(Extracted data entries)

+-------+

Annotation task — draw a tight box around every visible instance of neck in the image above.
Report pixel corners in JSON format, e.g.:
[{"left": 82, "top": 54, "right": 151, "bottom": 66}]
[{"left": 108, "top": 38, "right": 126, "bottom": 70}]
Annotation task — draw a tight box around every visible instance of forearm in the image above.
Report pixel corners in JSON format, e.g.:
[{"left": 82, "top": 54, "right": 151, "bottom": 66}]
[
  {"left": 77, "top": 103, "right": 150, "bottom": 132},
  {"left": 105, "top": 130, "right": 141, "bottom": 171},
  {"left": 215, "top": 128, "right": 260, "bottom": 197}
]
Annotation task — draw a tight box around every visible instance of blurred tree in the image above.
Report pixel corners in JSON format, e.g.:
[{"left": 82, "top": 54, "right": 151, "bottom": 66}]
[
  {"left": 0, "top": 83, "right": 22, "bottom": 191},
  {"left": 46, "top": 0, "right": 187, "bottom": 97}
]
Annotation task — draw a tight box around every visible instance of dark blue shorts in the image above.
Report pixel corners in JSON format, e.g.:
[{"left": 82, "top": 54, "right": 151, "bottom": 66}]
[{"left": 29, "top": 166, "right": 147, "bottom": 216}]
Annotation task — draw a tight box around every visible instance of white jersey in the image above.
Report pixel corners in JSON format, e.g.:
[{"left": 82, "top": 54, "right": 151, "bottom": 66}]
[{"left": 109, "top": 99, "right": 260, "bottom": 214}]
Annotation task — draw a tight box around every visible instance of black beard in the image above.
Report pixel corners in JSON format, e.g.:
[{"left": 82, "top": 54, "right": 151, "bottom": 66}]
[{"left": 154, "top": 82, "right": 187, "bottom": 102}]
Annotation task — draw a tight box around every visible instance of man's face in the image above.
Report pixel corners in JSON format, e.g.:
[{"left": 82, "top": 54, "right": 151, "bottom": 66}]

+-------+

Lay out every line of the material from the line containing "beard in the image above." through the final line as a Markdown table with the columns Row number and Line text, numbering the rows and omitting blank lines.

* **RESULT FOR THIS EXERCISE**
| Row number | Line text |
|---|---|
| 1 | Annotation task — draw a tight box around every visible instance of black beard in the image above. |
| 2 | Report pixel corners in JSON format, e.g.: |
| 3 | [{"left": 82, "top": 54, "right": 151, "bottom": 66}] |
| 4 | [{"left": 154, "top": 82, "right": 187, "bottom": 102}] |
| 5 | Annotation task — draw a tight box around every visible instance of man's face in the image above. |
| 6 | Report pixel corners in JSON format, e.g.: |
| 7 | [{"left": 82, "top": 54, "right": 151, "bottom": 66}] |